Segment Open

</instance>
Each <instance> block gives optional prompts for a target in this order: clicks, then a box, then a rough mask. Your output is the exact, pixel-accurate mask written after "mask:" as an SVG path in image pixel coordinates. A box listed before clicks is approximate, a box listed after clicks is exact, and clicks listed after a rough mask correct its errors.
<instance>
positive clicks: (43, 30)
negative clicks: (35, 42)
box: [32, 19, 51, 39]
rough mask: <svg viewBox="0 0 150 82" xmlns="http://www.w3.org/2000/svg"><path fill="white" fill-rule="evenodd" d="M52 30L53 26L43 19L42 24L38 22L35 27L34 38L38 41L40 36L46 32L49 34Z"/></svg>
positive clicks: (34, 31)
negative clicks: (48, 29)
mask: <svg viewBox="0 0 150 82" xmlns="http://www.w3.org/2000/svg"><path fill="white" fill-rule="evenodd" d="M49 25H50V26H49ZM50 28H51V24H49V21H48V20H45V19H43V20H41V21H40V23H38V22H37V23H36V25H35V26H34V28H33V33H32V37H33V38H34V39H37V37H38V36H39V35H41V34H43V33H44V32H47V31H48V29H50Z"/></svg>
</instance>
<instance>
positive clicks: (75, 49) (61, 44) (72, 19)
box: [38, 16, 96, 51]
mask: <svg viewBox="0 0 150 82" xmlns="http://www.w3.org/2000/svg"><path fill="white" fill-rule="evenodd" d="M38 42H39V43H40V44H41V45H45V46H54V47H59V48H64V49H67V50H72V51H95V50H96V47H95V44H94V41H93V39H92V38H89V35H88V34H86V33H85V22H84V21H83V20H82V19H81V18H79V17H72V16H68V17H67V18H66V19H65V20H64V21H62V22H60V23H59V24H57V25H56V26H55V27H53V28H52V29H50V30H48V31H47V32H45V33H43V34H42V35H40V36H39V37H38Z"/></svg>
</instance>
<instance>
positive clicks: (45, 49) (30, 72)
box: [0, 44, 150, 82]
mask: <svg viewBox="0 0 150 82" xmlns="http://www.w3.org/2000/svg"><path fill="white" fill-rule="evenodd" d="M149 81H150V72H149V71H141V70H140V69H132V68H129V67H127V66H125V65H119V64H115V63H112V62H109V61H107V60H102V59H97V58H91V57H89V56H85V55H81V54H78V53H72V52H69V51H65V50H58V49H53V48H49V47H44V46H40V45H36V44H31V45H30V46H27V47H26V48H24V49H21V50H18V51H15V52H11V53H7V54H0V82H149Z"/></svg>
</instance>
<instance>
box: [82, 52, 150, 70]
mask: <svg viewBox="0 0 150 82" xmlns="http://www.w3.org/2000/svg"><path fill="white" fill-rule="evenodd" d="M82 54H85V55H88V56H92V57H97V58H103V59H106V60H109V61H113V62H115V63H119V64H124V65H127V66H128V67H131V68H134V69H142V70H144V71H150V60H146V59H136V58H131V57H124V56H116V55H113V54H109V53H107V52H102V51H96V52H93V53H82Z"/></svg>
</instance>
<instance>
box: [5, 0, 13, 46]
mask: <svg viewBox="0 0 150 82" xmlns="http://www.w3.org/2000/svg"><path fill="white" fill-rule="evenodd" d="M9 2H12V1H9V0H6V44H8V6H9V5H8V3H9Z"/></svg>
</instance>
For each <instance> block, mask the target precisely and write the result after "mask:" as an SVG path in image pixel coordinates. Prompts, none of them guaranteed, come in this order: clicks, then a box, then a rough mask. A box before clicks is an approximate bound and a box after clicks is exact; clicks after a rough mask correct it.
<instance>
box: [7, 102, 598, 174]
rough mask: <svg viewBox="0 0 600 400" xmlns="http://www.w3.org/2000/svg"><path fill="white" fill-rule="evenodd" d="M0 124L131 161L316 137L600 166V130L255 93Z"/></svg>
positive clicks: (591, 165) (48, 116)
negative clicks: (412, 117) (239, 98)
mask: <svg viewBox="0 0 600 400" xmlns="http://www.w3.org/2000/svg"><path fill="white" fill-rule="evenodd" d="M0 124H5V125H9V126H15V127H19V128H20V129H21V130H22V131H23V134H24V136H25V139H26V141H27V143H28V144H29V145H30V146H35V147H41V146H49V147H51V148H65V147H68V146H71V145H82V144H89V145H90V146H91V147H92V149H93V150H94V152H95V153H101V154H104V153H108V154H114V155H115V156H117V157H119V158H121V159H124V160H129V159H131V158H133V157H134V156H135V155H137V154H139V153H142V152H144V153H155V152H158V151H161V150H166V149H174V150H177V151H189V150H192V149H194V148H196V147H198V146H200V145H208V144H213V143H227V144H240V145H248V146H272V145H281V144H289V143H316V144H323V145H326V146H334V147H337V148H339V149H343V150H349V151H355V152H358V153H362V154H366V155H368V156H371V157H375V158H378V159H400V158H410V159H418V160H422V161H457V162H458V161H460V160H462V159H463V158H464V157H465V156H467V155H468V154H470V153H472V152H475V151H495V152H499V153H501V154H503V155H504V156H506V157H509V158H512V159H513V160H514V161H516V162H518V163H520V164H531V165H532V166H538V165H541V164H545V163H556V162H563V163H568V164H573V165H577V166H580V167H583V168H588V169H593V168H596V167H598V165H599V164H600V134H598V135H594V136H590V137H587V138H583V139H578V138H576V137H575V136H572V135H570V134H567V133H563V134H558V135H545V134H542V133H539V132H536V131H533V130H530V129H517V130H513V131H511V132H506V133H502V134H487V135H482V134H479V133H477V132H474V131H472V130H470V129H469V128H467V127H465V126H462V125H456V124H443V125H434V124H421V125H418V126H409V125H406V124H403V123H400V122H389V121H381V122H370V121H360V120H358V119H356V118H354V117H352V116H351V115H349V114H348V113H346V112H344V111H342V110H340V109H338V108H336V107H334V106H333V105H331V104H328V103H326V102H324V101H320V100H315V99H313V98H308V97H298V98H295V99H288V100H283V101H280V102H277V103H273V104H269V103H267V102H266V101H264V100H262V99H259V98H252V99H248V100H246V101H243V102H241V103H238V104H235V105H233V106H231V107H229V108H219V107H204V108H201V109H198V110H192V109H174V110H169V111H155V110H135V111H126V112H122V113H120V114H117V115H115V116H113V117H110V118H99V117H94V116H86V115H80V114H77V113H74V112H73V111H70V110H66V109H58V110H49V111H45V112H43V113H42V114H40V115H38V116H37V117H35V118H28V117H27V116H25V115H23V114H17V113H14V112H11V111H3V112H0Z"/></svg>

Segment Closed

▶ TASK ITEM
Nothing in the data should be left out when you retype it exactly.

▶ EXERCISE ANSWER
</instance>
Each <instance> block gives optional prompts for a target in this order: clicks, then a box, then a rough mask. Your output is the exact, pixel-accurate mask written after "mask:" as an SVG path in image pixel coordinates. A box listed before clicks is approximate, a box listed after clicks is exact, and clicks listed after a rough mask correct its errors.
<instance>
positive clicks: (43, 30)
negative clicks: (35, 42)
box: [32, 19, 51, 39]
rough mask: <svg viewBox="0 0 150 82" xmlns="http://www.w3.org/2000/svg"><path fill="white" fill-rule="evenodd" d="M52 30L53 26L43 19L42 24L38 22L35 27L34 38L38 41L40 36L46 32L49 34Z"/></svg>
positive clicks: (34, 31)
negative clicks: (48, 29)
mask: <svg viewBox="0 0 150 82" xmlns="http://www.w3.org/2000/svg"><path fill="white" fill-rule="evenodd" d="M49 25H50V26H49ZM50 28H51V24H49V21H48V20H45V19H43V20H41V21H40V23H38V22H37V23H36V25H35V26H34V28H33V33H32V37H33V38H34V39H37V37H38V36H39V35H41V34H43V33H44V32H47V31H48V29H50Z"/></svg>
</instance>
<instance>
positive clicks: (75, 49) (61, 44) (72, 19)
box: [38, 16, 96, 51]
mask: <svg viewBox="0 0 150 82" xmlns="http://www.w3.org/2000/svg"><path fill="white" fill-rule="evenodd" d="M38 42H39V43H40V44H41V45H45V46H54V47H59V48H64V49H67V50H72V51H95V50H96V47H95V44H94V41H93V39H92V38H89V35H88V34H86V33H85V22H84V21H83V20H82V19H81V18H79V17H72V16H68V17H67V18H66V19H65V20H64V21H62V22H60V23H59V24H57V25H56V26H55V27H53V28H52V29H50V30H48V31H47V32H45V33H43V34H42V35H40V36H39V37H38Z"/></svg>
</instance>
<instance>
positive clicks: (45, 49) (30, 72)
box: [0, 44, 150, 82]
mask: <svg viewBox="0 0 150 82" xmlns="http://www.w3.org/2000/svg"><path fill="white" fill-rule="evenodd" d="M149 81H150V72H149V71H141V70H140V69H132V68H129V67H127V66H125V65H119V64H115V63H112V62H109V61H107V60H102V59H97V58H91V57H89V56H85V55H81V54H78V53H72V52H69V51H65V50H58V49H53V48H49V47H44V46H40V45H36V44H31V45H30V46H27V47H26V48H24V49H21V50H18V51H15V52H11V53H7V54H0V82H149Z"/></svg>
</instance>
<instance>
box: [82, 52, 150, 70]
mask: <svg viewBox="0 0 150 82" xmlns="http://www.w3.org/2000/svg"><path fill="white" fill-rule="evenodd" d="M82 54H85V55H88V56H92V57H97V58H103V59H106V60H109V61H113V62H115V63H119V64H124V65H127V66H128V67H131V68H134V69H142V70H144V71H150V60H146V59H136V58H131V57H124V56H116V55H113V54H109V53H107V52H102V51H96V52H93V53H82Z"/></svg>
</instance>
<instance>
box: [5, 0, 13, 46]
mask: <svg viewBox="0 0 150 82" xmlns="http://www.w3.org/2000/svg"><path fill="white" fill-rule="evenodd" d="M9 2H12V1H9V0H6V44H8V6H9V5H8V3H9Z"/></svg>
</instance>
For each <instance> block, mask the target precisely and write the result after "mask:" as an SVG path in image pixel coordinates. Prompts, none of them guaranteed, come in this order: clicks, then a box, then a rough mask. A box before clicks is an approximate bound and a box after clicks is exact; clicks after a rough mask correct it.
<instance>
box: [7, 102, 598, 174]
rough mask: <svg viewBox="0 0 600 400" xmlns="http://www.w3.org/2000/svg"><path fill="white" fill-rule="evenodd" d="M0 124L131 161L316 137L600 166V130L255 93Z"/></svg>
positive clicks: (591, 165) (48, 116)
negative clicks: (412, 117) (239, 98)
mask: <svg viewBox="0 0 600 400" xmlns="http://www.w3.org/2000/svg"><path fill="white" fill-rule="evenodd" d="M0 124H5V125H9V126H15V127H19V128H20V129H21V130H22V131H23V134H24V136H25V139H26V141H27V143H28V144H29V145H30V146H35V147H41V146H49V147H51V148H65V147H68V146H71V145H82V144H89V145H90V146H91V147H92V149H93V150H94V152H95V153H101V154H104V153H108V154H114V155H115V156H117V157H119V158H121V159H124V160H129V159H131V158H133V157H134V156H135V155H137V154H139V153H142V152H144V153H155V152H158V151H161V150H166V149H174V150H177V151H189V150H192V149H194V148H196V147H198V146H200V145H208V144H213V143H227V144H240V145H248V146H272V145H281V144H289V143H316V144H323V145H326V146H334V147H337V148H339V149H343V150H349V151H355V152H358V153H362V154H366V155H368V156H371V157H375V158H378V159H400V158H410V159H418V160H422V161H457V162H458V161H460V160H462V159H463V158H464V157H465V156H467V155H468V154H470V153H472V152H475V151H495V152H499V153H501V154H503V155H504V156H506V157H509V158H512V159H513V160H514V161H516V162H518V163H520V164H531V165H532V166H538V165H541V164H545V163H556V162H563V163H568V164H573V165H577V166H580V167H583V168H588V169H593V168H596V167H598V165H599V164H600V134H598V135H594V136H590V137H587V138H583V139H578V138H576V137H575V136H572V135H570V134H567V133H563V134H558V135H545V134H542V133H539V132H536V131H533V130H530V129H517V130H513V131H511V132H506V133H502V134H487V135H482V134H479V133H477V132H474V131H472V130H470V129H469V128H467V127H465V126H462V125H456V124H443V125H434V124H421V125H418V126H409V125H406V124H403V123H400V122H389V121H381V122H370V121H360V120H358V119H356V118H354V117H352V116H351V115H349V114H348V113H346V112H344V111H342V110H340V109H338V108H336V107H334V106H333V105H331V104H328V103H326V102H324V101H320V100H315V99H313V98H308V97H298V98H295V99H288V100H283V101H280V102H277V103H273V104H269V103H267V102H266V101H264V100H262V99H259V98H252V99H248V100H246V101H243V102H241V103H238V104H235V105H233V106H231V107H229V108H219V107H204V108H201V109H198V110H192V109H174V110H169V111H155V110H135V111H126V112H122V113H120V114H117V115H115V116H113V117H110V118H99V117H94V116H86V115H80V114H77V113H74V112H73V111H70V110H66V109H58V110H49V111H45V112H43V113H42V114H40V115H38V116H37V117H35V118H28V117H27V116H25V115H23V114H17V113H14V112H11V111H3V112H0Z"/></svg>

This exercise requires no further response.